[Start of DATA SHOWN]
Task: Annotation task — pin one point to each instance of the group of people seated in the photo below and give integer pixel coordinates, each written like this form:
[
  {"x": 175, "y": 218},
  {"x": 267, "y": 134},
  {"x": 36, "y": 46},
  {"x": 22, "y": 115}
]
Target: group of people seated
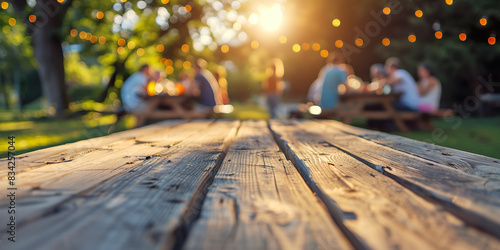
[
  {"x": 423, "y": 96},
  {"x": 207, "y": 89}
]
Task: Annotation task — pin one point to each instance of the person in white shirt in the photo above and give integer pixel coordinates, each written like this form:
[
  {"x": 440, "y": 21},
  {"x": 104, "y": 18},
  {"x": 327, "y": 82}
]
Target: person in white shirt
[
  {"x": 429, "y": 88},
  {"x": 134, "y": 88},
  {"x": 402, "y": 82}
]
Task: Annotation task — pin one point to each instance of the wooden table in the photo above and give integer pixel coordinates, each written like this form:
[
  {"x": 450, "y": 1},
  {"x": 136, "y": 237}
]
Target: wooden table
[
  {"x": 253, "y": 185},
  {"x": 354, "y": 105},
  {"x": 156, "y": 105}
]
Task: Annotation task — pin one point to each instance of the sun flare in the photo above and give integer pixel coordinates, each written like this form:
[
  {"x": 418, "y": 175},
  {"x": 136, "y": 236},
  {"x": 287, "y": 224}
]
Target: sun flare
[{"x": 272, "y": 18}]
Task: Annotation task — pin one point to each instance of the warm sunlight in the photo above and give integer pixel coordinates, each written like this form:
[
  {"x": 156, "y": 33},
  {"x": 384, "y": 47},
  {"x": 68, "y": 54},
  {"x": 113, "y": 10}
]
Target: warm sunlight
[{"x": 271, "y": 18}]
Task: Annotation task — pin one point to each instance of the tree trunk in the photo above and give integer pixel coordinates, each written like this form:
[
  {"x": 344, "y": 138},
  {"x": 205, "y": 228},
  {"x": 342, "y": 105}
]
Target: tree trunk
[{"x": 49, "y": 55}]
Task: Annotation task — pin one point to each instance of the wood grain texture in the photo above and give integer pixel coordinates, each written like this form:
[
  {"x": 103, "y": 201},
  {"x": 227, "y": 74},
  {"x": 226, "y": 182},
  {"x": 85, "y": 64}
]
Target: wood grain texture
[
  {"x": 67, "y": 152},
  {"x": 145, "y": 208},
  {"x": 377, "y": 210},
  {"x": 44, "y": 190},
  {"x": 259, "y": 201},
  {"x": 474, "y": 199},
  {"x": 470, "y": 163}
]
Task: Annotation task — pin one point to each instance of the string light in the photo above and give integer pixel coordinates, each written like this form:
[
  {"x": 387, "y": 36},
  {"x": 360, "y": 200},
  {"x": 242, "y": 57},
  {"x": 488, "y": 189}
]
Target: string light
[
  {"x": 32, "y": 18},
  {"x": 359, "y": 42},
  {"x": 283, "y": 39},
  {"x": 99, "y": 15},
  {"x": 492, "y": 40},
  {"x": 386, "y": 42},
  {"x": 254, "y": 45},
  {"x": 419, "y": 13},
  {"x": 438, "y": 34},
  {"x": 324, "y": 53},
  {"x": 336, "y": 22},
  {"x": 140, "y": 52},
  {"x": 316, "y": 47},
  {"x": 483, "y": 21},
  {"x": 131, "y": 45},
  {"x": 121, "y": 42},
  {"x": 412, "y": 38},
  {"x": 462, "y": 37},
  {"x": 386, "y": 10},
  {"x": 12, "y": 21},
  {"x": 160, "y": 48},
  {"x": 339, "y": 44},
  {"x": 305, "y": 46}
]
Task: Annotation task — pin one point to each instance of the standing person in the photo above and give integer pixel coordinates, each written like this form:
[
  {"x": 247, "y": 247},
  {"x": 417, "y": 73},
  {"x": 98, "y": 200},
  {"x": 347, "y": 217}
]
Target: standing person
[
  {"x": 208, "y": 89},
  {"x": 333, "y": 78},
  {"x": 220, "y": 75},
  {"x": 273, "y": 86},
  {"x": 429, "y": 88},
  {"x": 402, "y": 82},
  {"x": 134, "y": 88}
]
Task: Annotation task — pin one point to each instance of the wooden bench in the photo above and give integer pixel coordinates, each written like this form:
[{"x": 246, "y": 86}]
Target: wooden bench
[
  {"x": 218, "y": 184},
  {"x": 355, "y": 104}
]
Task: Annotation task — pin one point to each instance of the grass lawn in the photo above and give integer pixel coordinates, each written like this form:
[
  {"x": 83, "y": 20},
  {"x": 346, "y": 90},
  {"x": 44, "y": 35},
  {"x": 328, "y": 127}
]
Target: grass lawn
[{"x": 33, "y": 131}]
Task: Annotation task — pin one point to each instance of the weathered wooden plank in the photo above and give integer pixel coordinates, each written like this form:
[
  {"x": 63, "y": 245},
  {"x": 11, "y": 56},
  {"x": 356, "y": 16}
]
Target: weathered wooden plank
[
  {"x": 377, "y": 210},
  {"x": 67, "y": 152},
  {"x": 468, "y": 196},
  {"x": 40, "y": 190},
  {"x": 145, "y": 208},
  {"x": 468, "y": 162},
  {"x": 259, "y": 201}
]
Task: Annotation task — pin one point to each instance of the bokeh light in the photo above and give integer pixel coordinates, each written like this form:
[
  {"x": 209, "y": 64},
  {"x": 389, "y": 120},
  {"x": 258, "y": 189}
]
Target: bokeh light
[
  {"x": 140, "y": 52},
  {"x": 336, "y": 22},
  {"x": 412, "y": 38},
  {"x": 359, "y": 42},
  {"x": 271, "y": 18},
  {"x": 99, "y": 15},
  {"x": 386, "y": 41},
  {"x": 324, "y": 53},
  {"x": 305, "y": 46},
  {"x": 254, "y": 45},
  {"x": 386, "y": 10},
  {"x": 462, "y": 37},
  {"x": 339, "y": 44},
  {"x": 283, "y": 39},
  {"x": 483, "y": 21},
  {"x": 316, "y": 47},
  {"x": 438, "y": 34},
  {"x": 492, "y": 40},
  {"x": 419, "y": 13}
]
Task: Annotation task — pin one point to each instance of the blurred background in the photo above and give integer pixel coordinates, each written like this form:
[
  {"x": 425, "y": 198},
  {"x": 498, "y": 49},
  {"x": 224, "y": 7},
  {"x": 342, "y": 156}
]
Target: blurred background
[{"x": 63, "y": 62}]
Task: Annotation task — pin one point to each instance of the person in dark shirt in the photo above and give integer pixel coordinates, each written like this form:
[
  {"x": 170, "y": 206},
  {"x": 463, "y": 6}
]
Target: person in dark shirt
[
  {"x": 273, "y": 86},
  {"x": 208, "y": 90}
]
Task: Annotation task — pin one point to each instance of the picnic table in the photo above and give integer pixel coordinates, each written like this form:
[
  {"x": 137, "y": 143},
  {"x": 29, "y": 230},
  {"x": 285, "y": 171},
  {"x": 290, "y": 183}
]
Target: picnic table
[
  {"x": 164, "y": 106},
  {"x": 355, "y": 104},
  {"x": 219, "y": 184}
]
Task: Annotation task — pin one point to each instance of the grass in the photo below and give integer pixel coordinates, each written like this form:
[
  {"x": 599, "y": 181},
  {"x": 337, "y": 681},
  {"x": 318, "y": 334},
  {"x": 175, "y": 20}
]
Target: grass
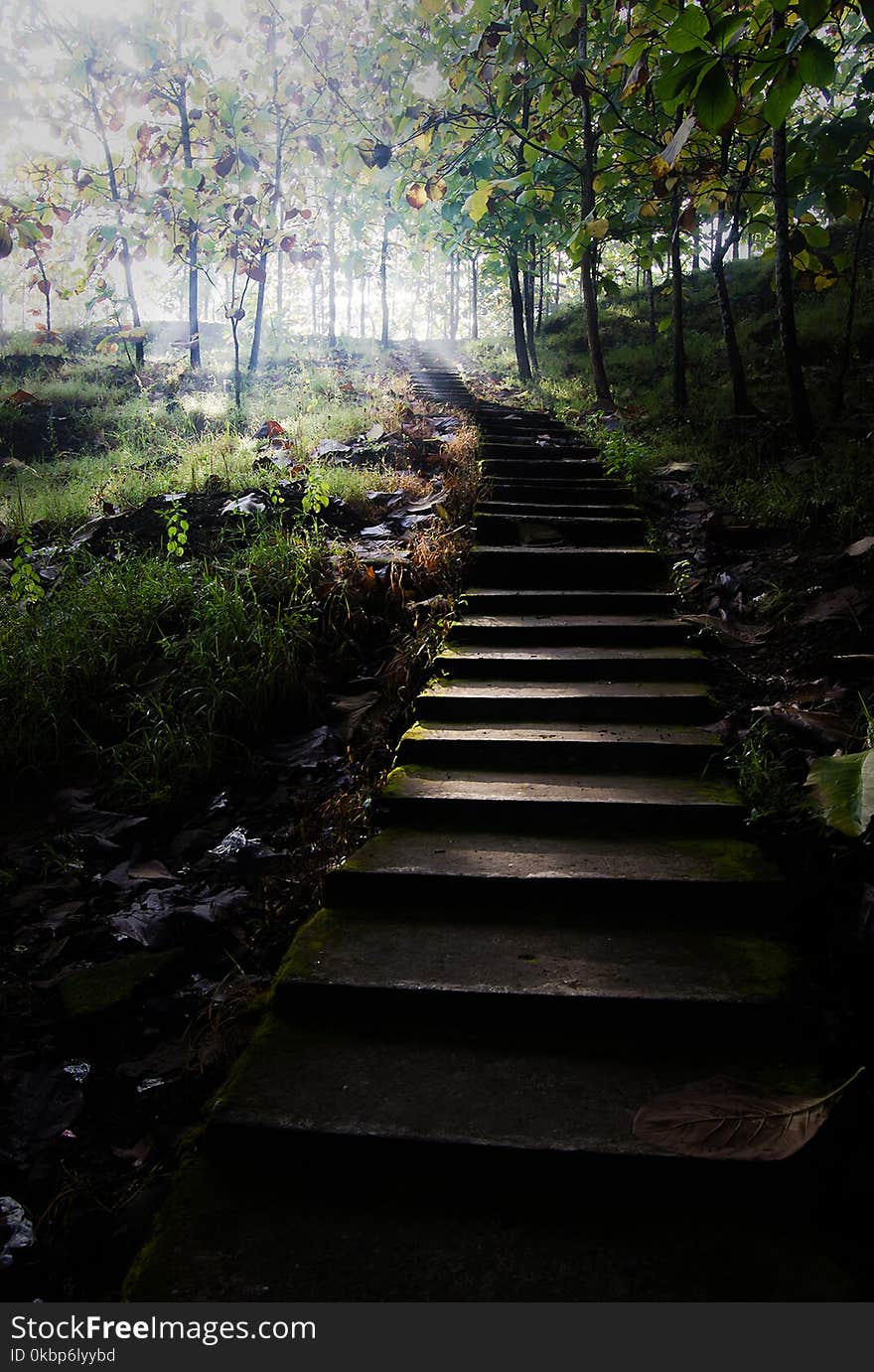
[
  {"x": 754, "y": 469},
  {"x": 177, "y": 434},
  {"x": 151, "y": 669}
]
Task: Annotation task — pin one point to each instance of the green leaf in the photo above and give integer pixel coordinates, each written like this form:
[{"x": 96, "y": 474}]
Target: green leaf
[
  {"x": 687, "y": 32},
  {"x": 799, "y": 33},
  {"x": 477, "y": 204},
  {"x": 815, "y": 64},
  {"x": 715, "y": 100},
  {"x": 813, "y": 11},
  {"x": 844, "y": 791},
  {"x": 784, "y": 92}
]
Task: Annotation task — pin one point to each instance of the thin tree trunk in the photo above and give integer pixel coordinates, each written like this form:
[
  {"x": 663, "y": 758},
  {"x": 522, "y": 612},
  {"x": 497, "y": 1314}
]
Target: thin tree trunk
[End of DATA SHOWN]
▶ _TASK OBJECTIVE_
Write out exactly the lines from the line holding "of the green" through the last line of the data, and nothing besides those lines.

▶ _FULL ANSWER_
Task: Annotation task — pin one point to each instance of the green leaf in the photo above and give integer pixel coordinates, each written like this form:
[{"x": 96, "y": 474}]
Target: green leaf
[
  {"x": 687, "y": 32},
  {"x": 799, "y": 33},
  {"x": 477, "y": 204},
  {"x": 815, "y": 64},
  {"x": 715, "y": 100},
  {"x": 813, "y": 11},
  {"x": 844, "y": 791},
  {"x": 784, "y": 92}
]
Task: Annotation task — pin one point to each instance of the thin tree trunk in the photo above and give integer pixel coordinates, each written like this form:
[
  {"x": 663, "y": 758},
  {"x": 522, "y": 612},
  {"x": 497, "y": 1314}
]
Target: thin tree trunk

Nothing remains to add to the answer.